--- begin TEXT SEGMENT ---
I will now proceed to give the incidents as they occurred. In the spring
of 1857 a party of one hundred and thirty-six
Arkansas emigrants, among
whom were a few
Missourians,
set forth for southern
California.
It included about thirty families, most of them related by marriage or
kindred, and its members were of every age, from the grandsire to the babe
in arms. They belonged to the class of settlers of whom
California was in
need. Most of them were farmers by occupation; they were orderly, sober,
thrifty, and among them was no lack of skill and capital. They traveled
leisurely and in comfort, stopping at intervals to recruit their cattle,
and about the end of July arrived at Salt Lake
City, where they hoped to
replenish their stock of provisions.
For several years after the gold discovery
the arrival of an emigrant party was usually followed, as we have seen, by
friendly traffic between saint and gentile, the former thus disposing, to
good advantage, of his farm and garden produce. But now all was changed.
--- end TEXT SEGMENT ---
--- begin PROVIDED ENTRIES ---
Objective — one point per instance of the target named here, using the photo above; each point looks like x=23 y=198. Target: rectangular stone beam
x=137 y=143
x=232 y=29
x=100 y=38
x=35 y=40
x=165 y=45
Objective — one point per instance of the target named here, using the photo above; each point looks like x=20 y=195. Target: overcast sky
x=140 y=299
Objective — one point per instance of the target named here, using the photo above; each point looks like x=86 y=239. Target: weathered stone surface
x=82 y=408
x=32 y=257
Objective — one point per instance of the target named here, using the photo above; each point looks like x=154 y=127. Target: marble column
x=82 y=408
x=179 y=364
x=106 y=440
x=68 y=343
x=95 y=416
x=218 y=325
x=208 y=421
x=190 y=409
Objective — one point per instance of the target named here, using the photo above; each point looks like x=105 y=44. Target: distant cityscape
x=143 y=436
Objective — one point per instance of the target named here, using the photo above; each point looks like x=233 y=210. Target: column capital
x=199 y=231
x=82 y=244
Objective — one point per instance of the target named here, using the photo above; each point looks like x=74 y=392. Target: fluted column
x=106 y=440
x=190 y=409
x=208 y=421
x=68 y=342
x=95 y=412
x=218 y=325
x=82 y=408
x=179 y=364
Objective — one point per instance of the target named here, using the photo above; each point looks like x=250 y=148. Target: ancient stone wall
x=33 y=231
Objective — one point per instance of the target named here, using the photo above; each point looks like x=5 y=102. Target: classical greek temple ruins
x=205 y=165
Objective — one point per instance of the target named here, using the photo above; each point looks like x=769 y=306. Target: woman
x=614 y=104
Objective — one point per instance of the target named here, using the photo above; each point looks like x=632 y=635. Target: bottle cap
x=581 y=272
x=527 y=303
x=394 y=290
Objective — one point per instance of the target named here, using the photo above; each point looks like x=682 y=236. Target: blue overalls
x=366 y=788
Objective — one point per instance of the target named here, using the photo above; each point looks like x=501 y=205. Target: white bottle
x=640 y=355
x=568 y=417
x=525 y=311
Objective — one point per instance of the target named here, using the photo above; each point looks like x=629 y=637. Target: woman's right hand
--- end PROVIDED ENTRIES ---
(TASKS):
- 1) Please extract the part of the passage about the emigrant party that runs from "It included about" up to and including "stock of provisions.", word for word.
- 2) Copy the lines of the listing, unchanged, from the line with "Target: distant cityscape" up to and including the line with "x=205 y=165", and give only those lines.
The passage about the emigrant party and the listing are unrelated to each other.

(TASK-BY-TASK ANSWERS):
- 1)
It included about thirty families, most of them related by marriage or
kindred, and its members were of every age, from the grandsire to the babe
in arms. They belonged to the class of settlers of whom
California was in
need. Most of them were farmers by occupation; they were orderly, sober,
thrifty, and among them was no lack of skill and capital. They traveled
leisurely and in comfort, stopping at intervals to recruit their cattle,
and about the end of July arrived at Salt Lake
City, where they hoped to
replenish their stock of provisions.

- 2)
Objective — one point per instance of the target named here, using the photo above; each point looks like x=105 y=44. Target: distant cityscape
x=143 y=436
Objective — one point per instance of the target named here, using the photo above; each point looks like x=233 y=210. Target: column capital
x=199 y=231
x=82 y=244
Objective — one point per instance of the target named here, using the photo above; each point looks like x=74 y=392. Target: fluted column
x=106 y=440
x=190 y=409
x=208 y=421
x=68 y=342
x=95 y=412
x=218 y=325
x=82 y=408
x=179 y=364
Objective — one point per instance of the target named here, using the photo above; each point looks like x=250 y=148. Target: ancient stone wall
x=33 y=231
Objective — one point per instance of the target named here, using the photo above; each point looks like x=5 y=102. Target: classical greek temple ruins
x=205 y=165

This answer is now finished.